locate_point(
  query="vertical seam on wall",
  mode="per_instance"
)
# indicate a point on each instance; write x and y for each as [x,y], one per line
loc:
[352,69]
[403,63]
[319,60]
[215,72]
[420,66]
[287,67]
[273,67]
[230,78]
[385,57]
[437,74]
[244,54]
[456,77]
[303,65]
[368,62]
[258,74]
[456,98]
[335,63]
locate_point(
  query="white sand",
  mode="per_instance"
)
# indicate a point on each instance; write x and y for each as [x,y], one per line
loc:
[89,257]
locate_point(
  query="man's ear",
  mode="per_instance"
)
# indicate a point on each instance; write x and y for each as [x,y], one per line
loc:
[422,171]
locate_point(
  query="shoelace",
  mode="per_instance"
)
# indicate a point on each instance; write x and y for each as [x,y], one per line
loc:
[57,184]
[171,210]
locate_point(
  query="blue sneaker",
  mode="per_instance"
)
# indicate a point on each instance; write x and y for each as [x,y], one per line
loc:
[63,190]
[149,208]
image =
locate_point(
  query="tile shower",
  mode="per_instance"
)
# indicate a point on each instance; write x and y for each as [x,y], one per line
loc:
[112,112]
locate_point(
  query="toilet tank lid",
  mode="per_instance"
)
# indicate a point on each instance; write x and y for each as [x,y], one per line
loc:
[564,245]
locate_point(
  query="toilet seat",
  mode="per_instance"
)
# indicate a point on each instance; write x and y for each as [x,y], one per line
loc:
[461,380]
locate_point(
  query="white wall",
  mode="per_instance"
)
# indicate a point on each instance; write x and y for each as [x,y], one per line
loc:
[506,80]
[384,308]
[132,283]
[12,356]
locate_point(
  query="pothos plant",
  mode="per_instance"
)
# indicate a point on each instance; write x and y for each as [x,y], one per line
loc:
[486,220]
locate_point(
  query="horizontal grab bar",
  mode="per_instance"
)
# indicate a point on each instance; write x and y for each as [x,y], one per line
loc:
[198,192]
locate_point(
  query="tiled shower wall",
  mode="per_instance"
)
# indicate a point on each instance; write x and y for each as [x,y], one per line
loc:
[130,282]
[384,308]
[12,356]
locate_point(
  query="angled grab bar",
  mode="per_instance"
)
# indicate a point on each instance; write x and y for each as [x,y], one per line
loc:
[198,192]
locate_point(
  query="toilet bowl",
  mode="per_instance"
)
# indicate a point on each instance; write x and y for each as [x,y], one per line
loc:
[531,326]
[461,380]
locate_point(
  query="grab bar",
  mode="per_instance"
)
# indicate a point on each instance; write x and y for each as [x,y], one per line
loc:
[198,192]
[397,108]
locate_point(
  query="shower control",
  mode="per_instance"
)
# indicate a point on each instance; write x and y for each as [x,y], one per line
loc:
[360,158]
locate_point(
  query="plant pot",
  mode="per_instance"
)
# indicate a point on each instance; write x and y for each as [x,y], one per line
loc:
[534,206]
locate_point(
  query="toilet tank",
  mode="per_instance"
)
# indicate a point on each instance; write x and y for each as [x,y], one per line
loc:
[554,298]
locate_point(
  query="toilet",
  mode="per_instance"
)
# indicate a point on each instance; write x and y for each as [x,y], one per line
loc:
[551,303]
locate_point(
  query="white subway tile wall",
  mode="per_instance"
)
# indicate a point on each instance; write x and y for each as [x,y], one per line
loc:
☆ ☆ ☆ ☆
-- What this task involves --
Copy the data above exactly. Every line must be included.

-- Right answer --
locate_point(
  query="vertical seam on wall",
  mode="per_instance"
)
# indicate a point on each instance; write x and y for each as [x,y], one per line
loc:
[352,69]
[403,63]
[319,60]
[215,72]
[420,66]
[287,67]
[273,67]
[230,78]
[385,57]
[437,74]
[244,54]
[456,77]
[303,65]
[368,62]
[258,74]
[456,98]
[335,63]
locate_point(
  query="white sand",
  mode="per_instance"
)
# indicate a point on each instance; write x and y for each as [x,y], one per line
loc:
[89,257]
locate_point(
  query="man's ear",
  mode="per_instance"
)
# indicate a point on each instance; write x and y for each as [x,y], one per line
loc:
[422,171]
locate_point(
  query="shoelace",
  mode="per_instance"
)
# indicate a point on each instance; write x and y for each as [x,y], one per line
loc:
[57,184]
[171,210]
locate_point(
  query="blue sneaker",
  mode="per_instance"
)
# indicate a point on each instance; write x and y for each as [x,y], one per line
loc:
[63,190]
[149,208]
image =
locate_point(
  query="tile shower",
  mode="per_instance"
)
# indicate a point on each instance; write x and y for each as [x,y], one per line
loc:
[112,112]
locate_point(
  query="toilet tank lid",
  mode="per_instance"
)
# indicate a point on each instance; write x and y for each as [x,y], one per line
loc:
[564,245]
locate_point(
  query="toilet seat",
  mode="per_instance"
)
# indicate a point on each instance; write x and y for each as [x,y], one per line
loc:
[461,380]
locate_point(
  query="white wall",
  mode="per_instance"
)
# indicate a point on each instance; write x and y for each as [x,y], one per line
loc:
[506,80]
[384,308]
[132,283]
[12,356]
locate_point(
  query="pothos plant",
  mode="per_instance"
)
# indicate a point on each instance; write x and y for each as [x,y], one per line
loc:
[486,220]
locate_point(
  query="horizontal grab bar",
  mode="per_instance"
)
# indicate a point on each instance; write x and y for each as [x,y], one per line
loc:
[198,192]
locate_point(
  query="tiled shower wall",
  mode="per_instance"
)
# indicate a point on each instance; write x and y for each as [x,y], one per line
loc:
[130,282]
[384,308]
[12,356]
locate_point(
  query="angled grab bar",
  mode="per_instance"
)
# indicate a point on each instance; write x and y for each as [x,y], one per line
loc:
[198,192]
locate_point(
  query="toilet bowl",
  mode="per_instance"
)
# indicate a point on each instance; write x and y for each as [x,y], one per line
loc:
[531,326]
[461,380]
locate_point(
  query="grab bar",
  mode="per_instance"
)
# indicate a point on each instance; write x and y for each as [x,y], one per line
loc:
[198,192]
[397,108]
locate_point(
  query="shower control",
  mode="per_instance"
)
# indicate a point on each instance; write x and y for each as [x,y], one per line
loc:
[360,158]
locate_point(
  query="plant pot",
  mode="per_instance"
)
# indicate a point on each instance; write x and y for each as [x,y], one per line
loc:
[534,206]
locate_point(
  query="toilet tank",
  mode="per_instance"
)
# indicate a point on each instance; write x and y for each as [x,y], one per line
loc:
[554,298]
locate_point(
  query="toilet",
  mode="per_instance"
)
# indicate a point on each instance; write x and y for each as [x,y], one per line
loc:
[551,303]
locate_point(
  query="white subway tile wall",
  mode="per_instance"
)
# indicate a point on each instance; write x and y for each as [x,y], one per line
loc:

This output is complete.